> TASK DETAILS
Please write out all of the entries beneath this line exactly, skipping the pictures.

(Saved data entries)
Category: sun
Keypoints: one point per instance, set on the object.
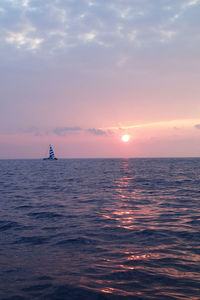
(125, 138)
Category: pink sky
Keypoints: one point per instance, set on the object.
(81, 76)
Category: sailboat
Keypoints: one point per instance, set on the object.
(51, 154)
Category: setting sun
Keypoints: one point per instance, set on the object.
(125, 138)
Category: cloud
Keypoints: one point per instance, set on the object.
(97, 131)
(100, 23)
(24, 38)
(62, 131)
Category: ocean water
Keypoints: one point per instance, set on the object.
(100, 229)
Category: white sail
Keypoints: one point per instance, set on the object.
(51, 154)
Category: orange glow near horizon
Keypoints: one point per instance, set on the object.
(125, 138)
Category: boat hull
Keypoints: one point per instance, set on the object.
(50, 158)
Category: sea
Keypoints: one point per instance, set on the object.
(100, 229)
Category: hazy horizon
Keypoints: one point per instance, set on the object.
(81, 74)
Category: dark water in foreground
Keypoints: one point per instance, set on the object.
(100, 229)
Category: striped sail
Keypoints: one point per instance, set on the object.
(51, 153)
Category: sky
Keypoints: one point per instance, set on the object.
(79, 74)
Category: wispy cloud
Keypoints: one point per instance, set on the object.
(62, 131)
(96, 131)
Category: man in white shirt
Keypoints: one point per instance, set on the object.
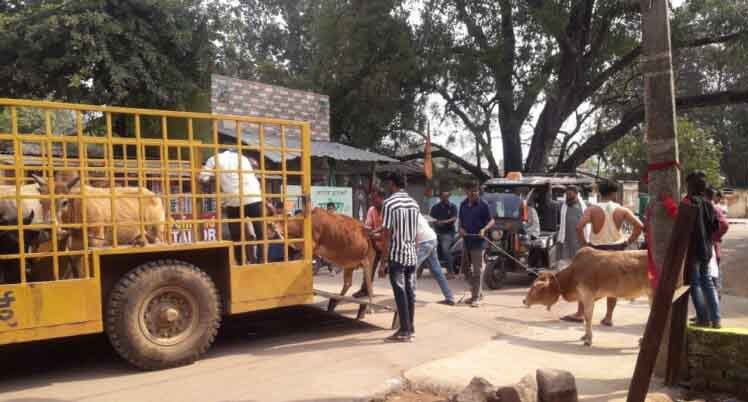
(239, 189)
(426, 242)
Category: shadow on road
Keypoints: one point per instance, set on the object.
(91, 357)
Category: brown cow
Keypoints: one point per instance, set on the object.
(341, 240)
(99, 213)
(593, 274)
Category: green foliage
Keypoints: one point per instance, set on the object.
(697, 150)
(149, 53)
(717, 68)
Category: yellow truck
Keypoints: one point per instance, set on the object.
(112, 221)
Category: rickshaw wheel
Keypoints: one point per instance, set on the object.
(495, 274)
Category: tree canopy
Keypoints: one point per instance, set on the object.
(141, 53)
(556, 81)
(537, 65)
(360, 53)
(698, 149)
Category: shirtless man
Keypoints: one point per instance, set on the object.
(607, 218)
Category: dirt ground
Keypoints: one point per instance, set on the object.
(415, 396)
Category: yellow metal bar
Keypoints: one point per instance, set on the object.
(83, 155)
(140, 155)
(110, 175)
(243, 257)
(165, 179)
(49, 175)
(194, 161)
(217, 180)
(263, 192)
(284, 192)
(143, 112)
(18, 153)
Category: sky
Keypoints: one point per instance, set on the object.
(441, 128)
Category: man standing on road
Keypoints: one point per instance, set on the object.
(475, 219)
(713, 195)
(426, 249)
(445, 214)
(373, 224)
(607, 218)
(571, 213)
(237, 177)
(400, 225)
(703, 292)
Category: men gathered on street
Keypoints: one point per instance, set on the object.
(475, 220)
(445, 214)
(571, 213)
(703, 291)
(607, 218)
(426, 248)
(400, 225)
(373, 224)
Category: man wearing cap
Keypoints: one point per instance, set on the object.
(606, 219)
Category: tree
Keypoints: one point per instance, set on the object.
(360, 53)
(146, 53)
(552, 57)
(697, 150)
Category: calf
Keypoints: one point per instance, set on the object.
(99, 213)
(341, 240)
(593, 274)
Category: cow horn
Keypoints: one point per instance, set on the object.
(39, 180)
(73, 182)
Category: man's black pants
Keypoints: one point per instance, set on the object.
(403, 281)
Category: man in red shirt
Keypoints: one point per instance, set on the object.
(373, 224)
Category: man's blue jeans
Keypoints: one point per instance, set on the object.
(445, 243)
(427, 252)
(403, 281)
(704, 293)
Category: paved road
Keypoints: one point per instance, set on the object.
(304, 354)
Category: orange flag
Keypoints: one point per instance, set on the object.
(427, 166)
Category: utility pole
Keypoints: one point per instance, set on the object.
(661, 133)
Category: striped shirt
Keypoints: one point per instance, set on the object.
(401, 219)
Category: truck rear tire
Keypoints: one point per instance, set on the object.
(163, 314)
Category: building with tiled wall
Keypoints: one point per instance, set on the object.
(251, 98)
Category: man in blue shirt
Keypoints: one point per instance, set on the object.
(475, 219)
(445, 214)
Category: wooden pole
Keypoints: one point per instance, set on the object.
(661, 137)
(657, 322)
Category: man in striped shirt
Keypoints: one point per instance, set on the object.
(400, 225)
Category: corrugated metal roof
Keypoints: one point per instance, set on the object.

> ANSWER BOX
Category: sun
Keypoints: one point per instance, set on the object.
(125, 138)
Category: pink sky
Keypoints: one point per instance, set on the object.
(81, 76)
Category: sailboat
Keypoints: one point per instance, set on the object.
(51, 154)
Category: setting sun
Keypoints: one point per instance, set on the object.
(125, 138)
Category: cloud
Keypoints: one point per instance, set on the object.
(97, 131)
(100, 23)
(24, 38)
(62, 131)
Category: ocean water
Keypoints: one point per instance, set on the object.
(100, 229)
Category: white sail
Keypoints: one point per instance, set on the object.
(51, 154)
Category: orange glow near horizon
Keypoints: one point per instance, set on the object.
(125, 138)
Category: boat hull
Keypoints: one point per instance, set on the object.
(50, 158)
Category: sea
Keypoints: one point per instance, set on the object.
(100, 229)
Category: hazy horizon
Keypoints: one point per instance, set on the object.
(81, 74)
Category: dark water in foreground
Keypoints: one point per instance, set on the object.
(100, 229)
Category: striped sail
Keypoints: one point per instance, set on the object.
(51, 153)
Category: sky
Keypoints: one point per instance, set on the object.
(79, 74)
Category: wispy cloud
Keypoints: one point per instance, set on the object.
(62, 131)
(96, 131)
Category: man in white shirt
Keypoints: one point per instance, set on the object.
(239, 189)
(426, 242)
Category: shadow on road
Keypoints: one point per instance, set on the object.
(91, 357)
Category: brown cow
Keypoints: one point per instance, set on the object.
(341, 240)
(99, 213)
(593, 274)
Category: green foliage
Keypoints: one point per instance, set on the object.
(697, 150)
(149, 53)
(717, 68)
Category: yellow truck
Keypoints: one point per instance, set on the object.
(112, 221)
Category: rickshaw wheel
Keypoints: one point per instance, set on the object.
(495, 274)
Category: tree canopy
Keypoints: one point per instance, set on the object.
(141, 53)
(556, 81)
(537, 65)
(360, 53)
(698, 149)
Category: shirtless man
Keypoints: one point per instance, set on the object.
(607, 218)
Category: dirt ground
Keypoints: one point per instance, set on the object.
(415, 396)
Category: yellow metal bar
Keypoints: one point per instance, set on the object.
(83, 155)
(140, 155)
(110, 175)
(243, 257)
(165, 179)
(49, 175)
(194, 161)
(217, 180)
(263, 192)
(284, 192)
(143, 112)
(18, 153)
Category: sky
Keypoints: one point per instance, set on the object.
(441, 128)
Category: man standing on road
Keypoints: one point per instance, set on the object.
(475, 219)
(713, 195)
(426, 249)
(445, 214)
(373, 224)
(607, 218)
(571, 213)
(237, 177)
(400, 225)
(703, 292)
Category: men gathered on street
Keypoints: one point per instance, set on the object.
(475, 220)
(445, 214)
(571, 213)
(703, 291)
(607, 218)
(426, 248)
(400, 225)
(373, 224)
Category: man wearing cap
Keypoints: one point per instance, set on the object.
(606, 219)
Category: tree
Keypoints: one point per instance, set on the object.
(360, 53)
(146, 53)
(552, 57)
(697, 150)
Category: calf
Keypoints: one point per instance, set on the object.
(99, 213)
(341, 240)
(593, 274)
Category: cow horn
Keypoints: one point per instance, set on the object.
(39, 180)
(73, 182)
Category: man's black pants
Keypoints: one point per instance, set on the object.
(403, 281)
Category: man in red shirt
Keypoints: one point per instance, set on the object.
(373, 224)
Category: man's blue jeans
Keypoints: one point per instance, set on the object.
(445, 243)
(427, 252)
(403, 281)
(704, 293)
Category: paved road
Keypoints: one point per instance, set on the object.
(304, 354)
Category: orange flag
Keypoints: one point per instance, set on the object.
(427, 166)
Category: utility pole
Keypoints: one point per instance, set on the object.
(661, 133)
Category: striped shirt
Keypoints: one point per instance, set on the object.
(401, 219)
Category: truck rear tire
Keypoints: one point per instance, set on the object.
(163, 314)
Category: building with tiled wall
Keypoints: one point per instance, set on the object.
(251, 98)
Category: man in blue shirt
Keypoints: one point per instance, set on the object.
(475, 219)
(445, 214)
Category: wooden pole
Keypoints: one point per instance, set on the object.
(661, 137)
(657, 322)
Category: man in striped shirt
Keypoints: one point per instance, set on the object.
(400, 225)
Category: corrugated metal roof
Keypoints: one point per instance, set on the object.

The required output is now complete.